Your task is to repeat the entries word for word while leaving out the pictures.

[Segmentation data]
* * * * * * *
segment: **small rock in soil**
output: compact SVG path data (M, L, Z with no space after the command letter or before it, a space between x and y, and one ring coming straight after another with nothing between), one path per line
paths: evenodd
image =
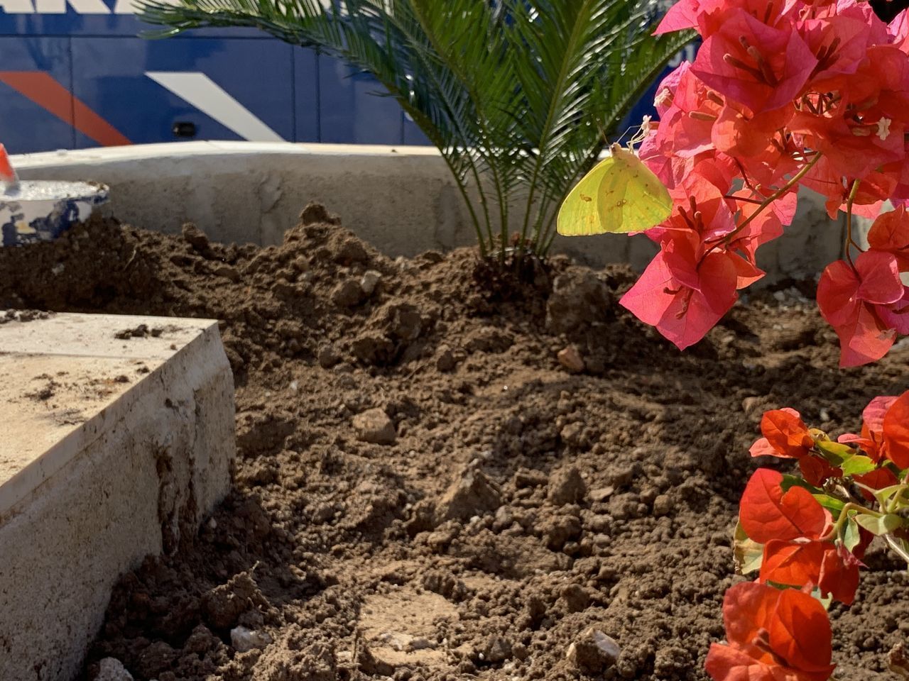
M502 495L479 470L467 469L442 497L435 509L435 521L466 520L491 513L502 506Z
M230 645L238 653L264 648L273 640L265 632L253 631L245 627L236 627L230 630Z
M486 639L483 646L481 659L491 665L498 665L512 656L512 644L501 637L493 636Z
M363 289L356 280L342 281L332 291L332 302L339 308L352 308L363 301Z
M570 270L553 281L546 301L546 328L554 333L571 333L593 322L607 320L612 294L589 270Z
M605 501L607 498L613 496L613 492L615 491L615 488L607 485L606 487L598 487L596 489L590 490L590 500L594 504Z
M581 357L581 352L574 345L560 350L556 358L562 368L570 373L581 373L584 370L584 358Z
M366 410L354 417L357 439L375 445L391 445L397 439L395 424L381 409Z
M657 495L654 499L654 516L668 516L673 510L673 500L668 494Z
M300 212L300 222L303 224L318 224L327 222L329 224L339 224L340 220L337 215L328 212L321 203L311 201Z
M559 469L549 477L546 498L555 506L576 503L586 493L587 485L574 466Z
M186 242L190 246L203 255L208 253L212 250L205 232L192 222L186 222L183 226L183 238L186 240Z
M526 487L540 487L545 485L549 479L538 470L528 470L527 469L518 469L514 472L514 487L518 489Z
M435 368L440 371L451 371L454 369L454 353L447 345L440 345L435 357Z
M316 360L319 361L319 366L323 369L331 369L339 361L341 361L341 355L335 350L334 345L323 345L319 348L319 353L316 356Z
M360 288L363 290L364 294L368 298L375 292L375 287L379 285L379 281L382 281L382 273L375 271L375 270L366 270L363 277L360 279Z
M229 279L234 283L240 281L240 271L232 265L221 264L215 268L215 275Z
M590 594L580 584L569 584L562 589L562 602L568 612L581 612L590 605Z
M95 681L133 681L133 675L115 657L105 657L98 663L98 676Z
M229 629L247 610L255 607L258 587L246 572L235 575L226 584L215 587L202 597L205 619L215 629Z
M612 637L588 627L568 646L568 663L585 674L601 674L618 659L622 649Z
* * * * * * *
#### [Expected output]
segment: **small rock in soil**
output: compact SVG path data (M, L, Z with no space after the command letter or before it, a space between x and y, and one ring coming straight after another with nothing between), one path per line
paths: evenodd
image =
M502 495L479 470L467 469L442 497L435 509L435 521L466 520L491 513L502 506Z
M230 645L238 653L264 648L273 640L265 632L253 631L245 627L236 627L230 630Z
M486 639L483 646L481 659L491 665L498 665L512 656L512 644L501 637L493 636Z
M363 289L356 280L342 281L332 291L332 302L339 308L352 308L363 301Z
M570 270L553 281L546 301L546 328L554 333L571 333L593 322L607 320L612 294L589 270Z
M605 501L607 498L613 496L613 492L615 491L615 488L607 485L606 487L598 487L596 489L590 490L590 500L594 504Z
M581 357L581 352L574 345L560 350L556 358L562 368L570 373L581 373L584 370L584 358Z
M366 410L354 417L357 439L375 445L391 445L397 439L395 424L381 409Z
M657 495L654 499L654 516L668 516L673 510L673 500L668 494Z
M300 212L300 222L303 224L318 224L327 222L329 224L339 224L340 220L337 215L328 212L321 203L311 201Z
M559 469L549 477L546 498L555 506L576 503L586 493L587 485L574 466Z
M186 242L190 246L203 255L208 253L212 250L205 232L192 222L186 222L183 226L183 238L186 240Z
M526 487L540 487L545 485L549 479L538 470L528 470L527 469L518 469L514 472L514 487L518 489Z
M435 368L440 371L451 371L454 369L454 353L447 345L440 345L435 357Z
M316 360L319 361L319 366L323 369L331 369L339 361L341 361L341 355L335 350L334 345L323 345L319 348L319 353L316 356Z
M360 288L363 290L364 294L368 298L375 292L375 287L379 285L379 281L382 281L382 273L375 271L375 270L366 270L363 277L360 279Z
M229 279L234 283L240 281L240 271L232 265L221 264L215 268L215 275Z
M590 594L580 584L569 584L562 589L562 602L568 612L581 612L590 605Z
M95 681L133 681L133 675L115 657L105 657L98 663L98 676Z
M229 629L247 610L255 607L258 587L246 572L235 575L226 584L215 587L202 597L205 619L215 629Z
M612 637L588 627L568 646L568 663L585 674L601 674L618 659L622 649Z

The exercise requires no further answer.